▸ **EXERCISE**: Copy each of the entries below word for word, leaving out the pictures.

▸ **GIVEN DATA**:
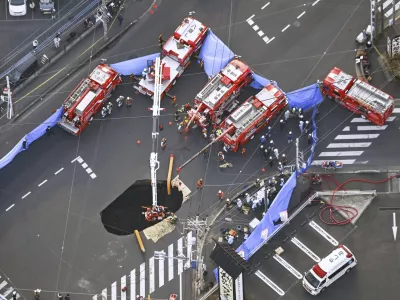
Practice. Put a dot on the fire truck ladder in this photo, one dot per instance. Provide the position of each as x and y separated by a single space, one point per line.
154 163
78 92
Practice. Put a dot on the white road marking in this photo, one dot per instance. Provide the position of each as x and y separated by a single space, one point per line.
266 5
104 294
26 195
114 291
269 41
269 282
170 262
250 22
288 266
367 128
3 284
123 284
161 272
58 171
342 153
322 232
10 207
344 161
349 145
306 250
43 182
302 14
180 252
251 17
151 275
142 280
356 136
133 284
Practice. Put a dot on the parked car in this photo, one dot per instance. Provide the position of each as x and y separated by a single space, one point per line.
17 7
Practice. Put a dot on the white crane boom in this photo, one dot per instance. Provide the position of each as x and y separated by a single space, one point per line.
154 163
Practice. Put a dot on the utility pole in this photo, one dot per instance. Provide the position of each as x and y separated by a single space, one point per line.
10 107
200 228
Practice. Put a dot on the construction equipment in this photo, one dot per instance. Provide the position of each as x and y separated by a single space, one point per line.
176 54
218 97
88 98
254 114
358 96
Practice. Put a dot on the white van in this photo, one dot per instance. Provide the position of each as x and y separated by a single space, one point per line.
328 270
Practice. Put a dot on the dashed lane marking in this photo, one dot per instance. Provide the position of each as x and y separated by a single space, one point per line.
322 232
356 136
349 145
306 250
342 153
59 171
43 182
26 195
367 128
269 282
287 26
266 5
288 266
302 14
10 207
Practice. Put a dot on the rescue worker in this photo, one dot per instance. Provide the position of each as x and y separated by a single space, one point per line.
128 102
310 139
284 159
290 137
276 153
163 143
204 131
109 108
200 183
281 124
301 126
287 115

▸ **RESPONSE**:
Practice. Put a dot on the fire truck ladder in this photo, one dot per instance. Provide the position of each as x and y separated by a single space, one point per line.
154 163
78 92
Practice. Put a dot on the white road marking in this photo, one dot per instance. Provide the position of each as x and y separated by a single space, one point per line.
266 5
104 294
26 195
114 291
269 41
269 282
170 262
250 22
288 266
367 128
3 284
123 284
161 272
58 171
342 153
322 232
10 207
344 161
349 145
306 250
43 182
302 14
180 252
251 17
151 275
142 280
356 136
133 284
Practice. Put a dot on the parked car in this photo, one dot per instance. Provide the position of each as x and y separated by a single space, one point per line.
17 7
Practice. Put a dot on the white crane boom in this photo, one dot per instance. Provide the position of each as x and y separated by a single space, one point per line.
154 163
Practice. Put a dot on the utility pole in this photo, one dot per instance. Provide the position of each as x and y separated by a single space, one point per line.
10 107
200 228
Practice. Put a dot on the construction equipment in this photo, one dot per instance. Provide the position of each as x and y separated by a single space, one point per line.
176 54
218 97
88 98
254 114
358 96
Practice. Put a dot on the white van in this photo, one dot per instance. Provide the position of each as x and y separated by a single space, one point per line.
328 270
Practice. Put a dot on the dashed lane marking in this photo, one dot per instance. Provide the position of each as x and y separated by a single space, one point per line.
322 232
356 136
349 145
306 250
342 153
59 171
43 182
26 195
367 128
269 282
287 26
266 5
288 266
302 14
10 207
Practice. Put a dot on the rescue worker in this photo, one dot per instance. Provide the position of each as x and y separated by a single space, one point per line.
128 102
310 139
284 159
290 137
276 153
163 143
204 131
109 108
200 183
281 124
301 126
287 115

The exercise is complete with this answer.